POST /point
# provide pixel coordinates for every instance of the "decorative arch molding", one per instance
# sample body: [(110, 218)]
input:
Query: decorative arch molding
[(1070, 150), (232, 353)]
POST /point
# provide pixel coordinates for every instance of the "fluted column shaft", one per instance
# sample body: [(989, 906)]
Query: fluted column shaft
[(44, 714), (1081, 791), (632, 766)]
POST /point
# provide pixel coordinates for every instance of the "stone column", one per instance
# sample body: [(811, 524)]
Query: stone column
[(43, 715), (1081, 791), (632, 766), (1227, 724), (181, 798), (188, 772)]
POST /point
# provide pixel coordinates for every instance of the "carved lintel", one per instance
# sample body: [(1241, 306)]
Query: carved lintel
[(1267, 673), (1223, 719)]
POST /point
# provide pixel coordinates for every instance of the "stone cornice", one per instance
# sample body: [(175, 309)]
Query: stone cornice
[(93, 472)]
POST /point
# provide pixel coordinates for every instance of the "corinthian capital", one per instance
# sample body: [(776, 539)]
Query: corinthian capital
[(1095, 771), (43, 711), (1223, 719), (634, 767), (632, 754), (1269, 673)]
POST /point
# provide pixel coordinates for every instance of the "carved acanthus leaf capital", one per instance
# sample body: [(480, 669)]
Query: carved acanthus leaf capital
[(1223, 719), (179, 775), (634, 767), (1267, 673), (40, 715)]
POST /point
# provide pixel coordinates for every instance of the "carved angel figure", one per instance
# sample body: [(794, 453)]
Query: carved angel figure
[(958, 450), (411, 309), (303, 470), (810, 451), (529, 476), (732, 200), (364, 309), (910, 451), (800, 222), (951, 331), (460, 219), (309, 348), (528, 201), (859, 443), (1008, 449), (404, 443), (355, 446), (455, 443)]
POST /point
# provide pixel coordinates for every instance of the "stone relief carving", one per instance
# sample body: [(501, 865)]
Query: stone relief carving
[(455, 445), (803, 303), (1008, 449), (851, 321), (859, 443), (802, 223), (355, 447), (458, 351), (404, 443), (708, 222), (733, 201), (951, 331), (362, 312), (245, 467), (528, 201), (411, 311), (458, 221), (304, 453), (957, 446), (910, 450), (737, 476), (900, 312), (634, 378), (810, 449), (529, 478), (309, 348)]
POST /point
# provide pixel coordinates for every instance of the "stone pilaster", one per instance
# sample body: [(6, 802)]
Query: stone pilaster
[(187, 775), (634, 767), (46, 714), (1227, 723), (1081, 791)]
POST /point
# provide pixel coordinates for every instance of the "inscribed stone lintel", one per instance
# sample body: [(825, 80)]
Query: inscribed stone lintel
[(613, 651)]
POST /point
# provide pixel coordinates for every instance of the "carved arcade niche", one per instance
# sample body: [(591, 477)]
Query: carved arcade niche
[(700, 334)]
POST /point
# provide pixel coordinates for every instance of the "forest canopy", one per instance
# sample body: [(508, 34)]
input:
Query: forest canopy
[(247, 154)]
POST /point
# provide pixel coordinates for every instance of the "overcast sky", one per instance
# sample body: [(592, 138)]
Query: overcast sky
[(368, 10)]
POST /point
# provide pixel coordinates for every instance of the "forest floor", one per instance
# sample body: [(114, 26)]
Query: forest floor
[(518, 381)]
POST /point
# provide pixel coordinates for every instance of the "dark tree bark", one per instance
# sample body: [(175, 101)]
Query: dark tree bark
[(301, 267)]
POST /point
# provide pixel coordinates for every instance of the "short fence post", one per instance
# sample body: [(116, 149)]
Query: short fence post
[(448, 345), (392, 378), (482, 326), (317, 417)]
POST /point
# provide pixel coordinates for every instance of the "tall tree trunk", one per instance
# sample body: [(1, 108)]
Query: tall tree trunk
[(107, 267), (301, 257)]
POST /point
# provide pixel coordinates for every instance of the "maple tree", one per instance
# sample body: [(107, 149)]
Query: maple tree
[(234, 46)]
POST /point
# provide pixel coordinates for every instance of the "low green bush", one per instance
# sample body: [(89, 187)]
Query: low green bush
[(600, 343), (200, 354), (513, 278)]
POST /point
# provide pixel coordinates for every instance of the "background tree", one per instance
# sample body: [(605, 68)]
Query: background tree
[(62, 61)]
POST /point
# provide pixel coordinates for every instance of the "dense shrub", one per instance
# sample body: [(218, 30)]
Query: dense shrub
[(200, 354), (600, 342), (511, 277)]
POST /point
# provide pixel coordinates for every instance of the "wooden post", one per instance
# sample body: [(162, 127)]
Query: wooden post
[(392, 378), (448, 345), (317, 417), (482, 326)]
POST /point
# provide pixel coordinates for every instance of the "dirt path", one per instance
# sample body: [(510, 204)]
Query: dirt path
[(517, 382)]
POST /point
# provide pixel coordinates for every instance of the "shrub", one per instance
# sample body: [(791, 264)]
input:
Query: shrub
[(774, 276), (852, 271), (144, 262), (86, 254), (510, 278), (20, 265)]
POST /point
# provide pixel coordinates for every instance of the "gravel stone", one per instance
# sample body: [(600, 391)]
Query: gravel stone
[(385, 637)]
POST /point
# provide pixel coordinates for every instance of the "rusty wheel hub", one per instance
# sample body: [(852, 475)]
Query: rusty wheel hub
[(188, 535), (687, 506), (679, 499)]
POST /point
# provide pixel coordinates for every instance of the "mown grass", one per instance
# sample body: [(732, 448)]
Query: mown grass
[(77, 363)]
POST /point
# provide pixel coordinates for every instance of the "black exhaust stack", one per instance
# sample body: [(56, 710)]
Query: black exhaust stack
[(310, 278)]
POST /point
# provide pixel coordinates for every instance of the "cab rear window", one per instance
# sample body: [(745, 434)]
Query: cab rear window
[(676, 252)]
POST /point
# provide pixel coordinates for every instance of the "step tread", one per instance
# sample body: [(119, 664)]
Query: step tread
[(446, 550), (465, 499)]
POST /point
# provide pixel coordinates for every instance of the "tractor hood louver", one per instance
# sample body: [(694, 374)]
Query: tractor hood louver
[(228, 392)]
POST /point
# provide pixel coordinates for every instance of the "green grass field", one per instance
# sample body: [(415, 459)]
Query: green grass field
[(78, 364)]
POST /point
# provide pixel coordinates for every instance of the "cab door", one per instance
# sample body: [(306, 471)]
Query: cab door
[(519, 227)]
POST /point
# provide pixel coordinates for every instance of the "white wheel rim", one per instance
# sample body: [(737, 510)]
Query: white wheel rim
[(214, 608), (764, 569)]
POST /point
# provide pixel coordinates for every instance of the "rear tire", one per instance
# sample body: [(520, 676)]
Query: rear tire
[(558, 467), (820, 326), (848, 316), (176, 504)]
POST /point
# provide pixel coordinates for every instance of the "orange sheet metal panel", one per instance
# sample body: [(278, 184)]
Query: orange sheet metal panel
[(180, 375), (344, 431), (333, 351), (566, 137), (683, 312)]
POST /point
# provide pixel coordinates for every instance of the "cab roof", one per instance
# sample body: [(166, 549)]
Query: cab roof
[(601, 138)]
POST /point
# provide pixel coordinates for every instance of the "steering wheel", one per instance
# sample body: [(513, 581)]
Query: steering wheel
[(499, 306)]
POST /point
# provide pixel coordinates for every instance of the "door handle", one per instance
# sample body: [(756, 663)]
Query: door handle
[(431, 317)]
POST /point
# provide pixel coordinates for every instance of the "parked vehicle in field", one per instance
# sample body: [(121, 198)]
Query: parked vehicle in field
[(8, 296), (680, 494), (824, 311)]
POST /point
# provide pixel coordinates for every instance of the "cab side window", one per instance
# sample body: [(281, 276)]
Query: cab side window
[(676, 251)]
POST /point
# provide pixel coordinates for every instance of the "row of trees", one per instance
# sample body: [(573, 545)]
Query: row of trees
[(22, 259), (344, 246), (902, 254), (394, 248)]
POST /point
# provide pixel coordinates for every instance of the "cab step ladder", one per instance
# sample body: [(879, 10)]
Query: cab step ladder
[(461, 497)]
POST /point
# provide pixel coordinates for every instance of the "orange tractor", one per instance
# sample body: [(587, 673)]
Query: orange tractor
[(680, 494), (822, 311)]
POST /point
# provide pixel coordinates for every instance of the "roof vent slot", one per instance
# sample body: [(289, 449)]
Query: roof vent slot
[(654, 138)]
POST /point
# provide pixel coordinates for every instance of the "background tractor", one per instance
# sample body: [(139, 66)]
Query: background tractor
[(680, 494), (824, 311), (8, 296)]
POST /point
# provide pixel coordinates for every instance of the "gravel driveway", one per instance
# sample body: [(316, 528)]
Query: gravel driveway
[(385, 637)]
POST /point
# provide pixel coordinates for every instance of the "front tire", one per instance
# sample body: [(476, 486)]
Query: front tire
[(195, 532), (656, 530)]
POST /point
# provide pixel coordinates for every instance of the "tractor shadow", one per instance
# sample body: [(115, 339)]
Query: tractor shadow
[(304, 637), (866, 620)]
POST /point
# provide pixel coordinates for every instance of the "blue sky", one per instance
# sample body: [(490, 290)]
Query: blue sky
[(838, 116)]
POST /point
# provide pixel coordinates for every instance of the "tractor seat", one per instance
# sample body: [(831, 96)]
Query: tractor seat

Work to be completed:
Would you please copy exactly the part of the entries above that begins at the line containing "# sample body: [(89, 187)]" and ends at the line containing "# sample body: [(162, 127)]", both lines included?

Answer box:
# sample body: [(89, 187)]
Query: low green bush
[(600, 343), (200, 354), (513, 278)]
POST /point
# provide pixel coordinates for every instance of the "background tree", one per instance
# sample body: [(605, 68)]
Query: background tree
[(62, 61)]
POST /point
# provide pixel coordinates for every instance of the "dense shrub", one per instance
# sample body: [(218, 30)]
Query: dense shrub
[(200, 354), (600, 342), (511, 277)]
POST /point
# provide pixel coordinates for every instance of the "wooden post", one per instance
# sample body: [(162, 127)]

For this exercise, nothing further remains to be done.